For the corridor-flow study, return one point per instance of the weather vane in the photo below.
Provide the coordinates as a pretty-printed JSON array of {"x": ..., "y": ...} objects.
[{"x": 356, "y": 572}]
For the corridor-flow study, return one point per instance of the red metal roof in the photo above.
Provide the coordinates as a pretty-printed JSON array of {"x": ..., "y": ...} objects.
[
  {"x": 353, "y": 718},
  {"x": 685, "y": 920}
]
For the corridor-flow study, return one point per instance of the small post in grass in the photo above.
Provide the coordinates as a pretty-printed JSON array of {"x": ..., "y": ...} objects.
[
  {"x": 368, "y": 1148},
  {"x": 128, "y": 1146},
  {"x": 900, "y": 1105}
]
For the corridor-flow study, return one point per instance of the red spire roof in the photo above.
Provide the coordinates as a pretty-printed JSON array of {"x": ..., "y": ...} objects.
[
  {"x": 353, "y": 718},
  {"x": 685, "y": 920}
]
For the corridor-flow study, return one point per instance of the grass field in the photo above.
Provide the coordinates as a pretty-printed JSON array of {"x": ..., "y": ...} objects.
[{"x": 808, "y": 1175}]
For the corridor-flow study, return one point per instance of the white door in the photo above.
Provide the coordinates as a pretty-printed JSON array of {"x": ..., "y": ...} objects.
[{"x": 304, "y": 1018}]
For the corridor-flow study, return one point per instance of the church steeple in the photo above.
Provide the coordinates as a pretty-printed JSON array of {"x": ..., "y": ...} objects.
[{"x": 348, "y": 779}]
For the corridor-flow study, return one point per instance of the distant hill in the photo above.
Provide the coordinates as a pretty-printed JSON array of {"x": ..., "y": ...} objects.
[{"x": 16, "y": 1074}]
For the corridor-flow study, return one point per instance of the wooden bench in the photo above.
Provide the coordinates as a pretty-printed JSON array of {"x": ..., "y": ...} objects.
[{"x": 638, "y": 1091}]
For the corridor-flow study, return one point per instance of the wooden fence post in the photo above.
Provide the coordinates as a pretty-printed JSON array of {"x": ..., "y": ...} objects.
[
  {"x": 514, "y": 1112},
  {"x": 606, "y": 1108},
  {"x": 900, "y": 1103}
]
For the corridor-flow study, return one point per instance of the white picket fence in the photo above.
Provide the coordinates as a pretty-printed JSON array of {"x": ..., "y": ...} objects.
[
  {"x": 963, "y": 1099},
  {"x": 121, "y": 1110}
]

···

● **PROBLEM STATEMENT**: Down to the last line, retype the entries above exactly.

● **YOUR SOLUTION**:
For the corridor-flow study, return one point per instance of the weather vane in the photo below.
Provide the coordinates as a pretty-printed JSON array of {"x": ..., "y": ...} objects.
[{"x": 356, "y": 572}]
For the corridor-flow study, return one point per instance of the red metal roof in the photo above.
Provide the coordinates as a pretty-printed JSON array of {"x": ..., "y": ...} objects.
[
  {"x": 353, "y": 718},
  {"x": 685, "y": 920}
]
For the corridor-flow study, return one point per instance of the small post in grass in the photo above.
Provide the coordinates as a pretty-printed JSON array of {"x": ..., "y": ...} objects.
[
  {"x": 368, "y": 1148},
  {"x": 128, "y": 1146},
  {"x": 900, "y": 1105}
]
For the corridor-flow study, return one point per instance of the red spire roof in the photo above.
Provide the coordinates as a pretty-printed JSON array of {"x": ..., "y": ...} objects.
[
  {"x": 353, "y": 718},
  {"x": 685, "y": 920}
]
For the corridor-flow study, return one point per instance of the grass field in the photo above.
Provide the coordinates as a pretty-printed JSON array of {"x": ..., "y": ...} objects.
[{"x": 808, "y": 1175}]
For the corridor-flow study, return one point per instance of the white door in the photo above.
Provide the coordinates as a pretty-printed JSON array of {"x": ..., "y": ...} objects.
[{"x": 304, "y": 1018}]
For the corridor-flow study, return one point per instance of the church steeple in the photo above.
Provide the coordinates as a pretty-printed JSON array of {"x": ..., "y": ...} objects.
[{"x": 348, "y": 779}]
For the corridor-flow study, return one point per instance of the distant hill in the photo above.
Provide the coordinates as a pretty-printed JSON array of {"x": ..., "y": ...} objects.
[{"x": 16, "y": 1074}]
For the corridor-flow study, return one point per instance of the wooden bench in the photo above.
Provide the coordinates as a pretty-printed JSON array of {"x": ..., "y": ...} objects.
[{"x": 638, "y": 1091}]
For the corridor-flow study, return one point per instance of the wooden fence post in the photo above.
Provide the coordinates as a pretty-printed JSON array of {"x": ..., "y": ...} objects.
[
  {"x": 514, "y": 1112},
  {"x": 606, "y": 1108},
  {"x": 900, "y": 1103}
]
For the corridor-flow study, return one point per instance of the white picket fence in the photo above.
Provide the coordinates as a pretty-printed JSON array of {"x": ..., "y": ...} objects.
[
  {"x": 963, "y": 1099},
  {"x": 121, "y": 1110}
]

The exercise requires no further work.